┌────────
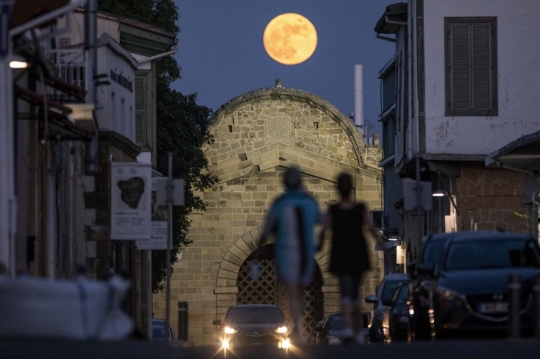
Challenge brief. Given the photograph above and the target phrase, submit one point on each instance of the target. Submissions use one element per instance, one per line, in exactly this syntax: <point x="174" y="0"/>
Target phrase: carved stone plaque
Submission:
<point x="277" y="129"/>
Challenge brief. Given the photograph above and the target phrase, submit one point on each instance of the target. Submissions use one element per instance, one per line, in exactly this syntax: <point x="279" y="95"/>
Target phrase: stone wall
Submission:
<point x="490" y="197"/>
<point x="257" y="136"/>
└────────
### Task directions
The pictures stay out of the copy. Set down the entries above precisely.

### Solved exercise
Challenge brief. Given the photograph above and the target phrase, submit one point on each instance of the target. Submissions use one element per instance, one per line, in exactly this syntax: <point x="174" y="0"/>
Target phrase: carved stone plaque
Submission:
<point x="277" y="129"/>
Challenge brief. Given the photograph above and the target phrase, submit one point on each instance of the target. Submissions use one element per instance, one per line, in exactly this syntax: <point x="279" y="95"/>
Target phrase: stone wall
Submission:
<point x="490" y="197"/>
<point x="257" y="136"/>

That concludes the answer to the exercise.